Dans aucun cas, la contrainte par corps ne pourra être exécutée contre le mari et contre la femme simultanément pour la même dette.

1. La loi, a dit M. le comte Portalis, rapporteur de la commission de la Chambre des pairs, ne doit point permettre que la famille soit privée à la fois de son chef et de celle qui partage avec lui le gouvernement domestique. Elle ne peut pas vouloir que des enfans, auxquels la mort n'a point ravi leurs parens, deviennent orphelins par mandement de justice. On peut ajouter qu'en laissant forcément la liberté à l'un de ses débiteurs, le créancier lui laissera le moyen et surtout le désir de libérer l'autre, et que, sous ce rapport, la disposition de la loi est autant conçue dans l'intérêt du créancier que dans celui des époux condamnés.

**Liste des données**

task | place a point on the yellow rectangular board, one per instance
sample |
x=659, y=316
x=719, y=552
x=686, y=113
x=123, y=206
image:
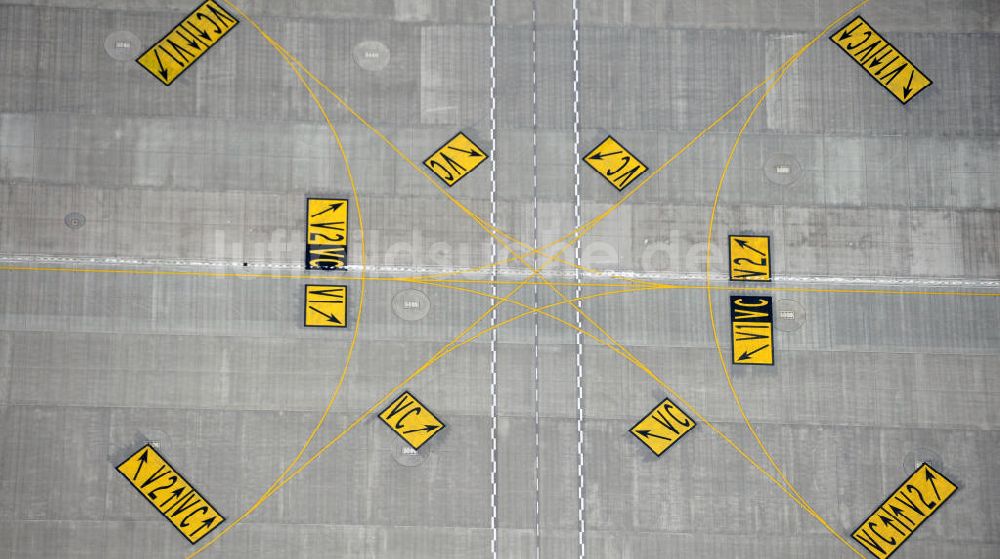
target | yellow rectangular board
x=170, y=494
x=662, y=427
x=749, y=258
x=615, y=163
x=187, y=42
x=458, y=157
x=411, y=420
x=895, y=520
x=326, y=233
x=752, y=319
x=883, y=62
x=325, y=306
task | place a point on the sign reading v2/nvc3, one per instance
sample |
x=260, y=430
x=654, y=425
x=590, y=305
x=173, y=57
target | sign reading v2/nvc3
x=881, y=60
x=187, y=42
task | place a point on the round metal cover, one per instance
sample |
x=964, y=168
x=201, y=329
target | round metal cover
x=74, y=220
x=371, y=55
x=782, y=169
x=789, y=315
x=122, y=45
x=411, y=304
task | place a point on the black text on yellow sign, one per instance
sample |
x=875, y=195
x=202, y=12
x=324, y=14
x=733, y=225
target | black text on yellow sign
x=662, y=427
x=176, y=499
x=411, y=420
x=752, y=320
x=913, y=502
x=326, y=306
x=749, y=258
x=187, y=42
x=458, y=157
x=326, y=234
x=883, y=62
x=615, y=163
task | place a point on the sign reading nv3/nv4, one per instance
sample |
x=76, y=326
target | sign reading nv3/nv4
x=411, y=420
x=187, y=42
x=326, y=234
x=883, y=62
x=613, y=162
x=458, y=157
x=170, y=494
x=913, y=502
x=752, y=330
x=662, y=427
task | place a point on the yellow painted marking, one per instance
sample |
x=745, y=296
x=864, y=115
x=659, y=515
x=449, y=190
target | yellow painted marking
x=170, y=494
x=662, y=427
x=753, y=343
x=326, y=306
x=326, y=233
x=883, y=62
x=749, y=258
x=411, y=420
x=615, y=163
x=187, y=42
x=458, y=157
x=895, y=520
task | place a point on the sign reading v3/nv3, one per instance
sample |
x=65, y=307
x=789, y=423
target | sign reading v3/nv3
x=170, y=494
x=326, y=234
x=913, y=502
x=881, y=60
x=752, y=330
x=187, y=42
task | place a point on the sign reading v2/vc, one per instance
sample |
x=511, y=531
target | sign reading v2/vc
x=156, y=480
x=458, y=157
x=913, y=502
x=749, y=258
x=326, y=234
x=186, y=42
x=662, y=427
x=752, y=320
x=881, y=60
x=411, y=420
x=615, y=163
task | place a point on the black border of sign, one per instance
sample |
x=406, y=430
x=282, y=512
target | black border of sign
x=870, y=26
x=893, y=492
x=305, y=305
x=191, y=485
x=444, y=145
x=622, y=189
x=347, y=235
x=404, y=393
x=732, y=334
x=183, y=19
x=770, y=260
x=643, y=418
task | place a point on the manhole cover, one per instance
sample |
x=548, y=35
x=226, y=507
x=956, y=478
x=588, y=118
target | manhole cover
x=789, y=315
x=74, y=220
x=411, y=304
x=371, y=55
x=122, y=45
x=782, y=169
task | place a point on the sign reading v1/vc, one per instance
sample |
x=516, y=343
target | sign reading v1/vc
x=913, y=502
x=615, y=163
x=881, y=60
x=326, y=234
x=187, y=42
x=411, y=420
x=749, y=258
x=752, y=330
x=156, y=480
x=662, y=427
x=457, y=158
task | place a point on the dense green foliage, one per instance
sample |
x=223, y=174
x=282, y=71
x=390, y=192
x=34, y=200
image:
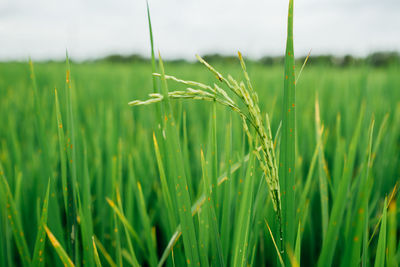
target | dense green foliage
x=126, y=192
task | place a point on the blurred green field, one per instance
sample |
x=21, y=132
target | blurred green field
x=114, y=149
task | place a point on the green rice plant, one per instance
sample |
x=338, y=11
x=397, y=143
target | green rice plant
x=59, y=249
x=381, y=249
x=322, y=171
x=195, y=208
x=287, y=146
x=38, y=254
x=14, y=219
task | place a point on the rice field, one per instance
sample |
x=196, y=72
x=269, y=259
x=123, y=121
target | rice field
x=234, y=164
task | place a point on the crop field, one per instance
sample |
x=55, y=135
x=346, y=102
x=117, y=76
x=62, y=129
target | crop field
x=220, y=173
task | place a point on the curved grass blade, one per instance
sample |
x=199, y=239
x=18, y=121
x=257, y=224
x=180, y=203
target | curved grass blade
x=381, y=249
x=96, y=254
x=62, y=147
x=164, y=185
x=59, y=249
x=125, y=222
x=275, y=245
x=174, y=153
x=150, y=242
x=14, y=220
x=103, y=251
x=41, y=235
x=212, y=217
x=339, y=200
x=287, y=147
x=322, y=171
x=195, y=208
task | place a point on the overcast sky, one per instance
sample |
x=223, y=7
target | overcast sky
x=44, y=29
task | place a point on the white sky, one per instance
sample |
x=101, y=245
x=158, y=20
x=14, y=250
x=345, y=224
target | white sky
x=44, y=29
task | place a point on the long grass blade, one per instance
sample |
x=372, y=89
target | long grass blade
x=14, y=220
x=287, y=147
x=381, y=249
x=38, y=254
x=59, y=249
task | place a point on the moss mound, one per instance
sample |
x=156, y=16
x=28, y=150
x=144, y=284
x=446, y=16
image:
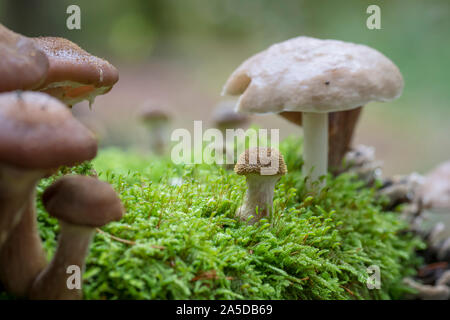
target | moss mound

**Consignes**
• A. Dites si chacune des affirmations suivantes concorde avec le texte source. Répondez par oui ou par non, avec le passage décisif cité mot pour mot : (i) la contrainte par corps peut être exécutée contre les deux époux en même temps pour une même dette ; (ii) M. le comte Portalis était rapporteur de la commission de la Chambre des pairs ; (iii) la disposition de la loi est conçue uniquement dans l'intérêt des époux condamnés.
• B. Recopiez à l'identique le passage du texte source qui va de « 1. La loi, a » jusqu'à « des époux condamnés. » inclus.

**Solutions**
• A.
(i) Non : « Dans aucun cas, la contrainte par corps ne pourra être exécutée contre le mari et contre la femme simultanément pour la même dette. »
(ii) Oui : « a dit M. le comte Portalis, rapporteur de la commission de la Chambre des pairs »
(iii) Non : « la disposition de la loi est autant conçue dans l'intérêt du créancier que dans celui des époux condamnés »

• B.
1. La loi, a dit M. le comte Portalis, rapporteur de la commission de la Chambre des pairs, ne doit point permettre que la famille soit privée à la fois de son chef et de celle qui partage avec lui le gouvernement domestique. Elle ne peut pas vouloir que des enfans, auxquels la mort n'a point ravi leurs parens, deviennent orphelins par mandement de justice. On peut ajouter qu'en laissant forcément la liberté à l'un de ses débiteurs, le créancier lui laissera le moyen et surtout le désir de libérer l'autre, et que, sous ce rapport, la disposition de la loi est autant conçue dans l'intérêt du créancier que dans celui des époux condamnés.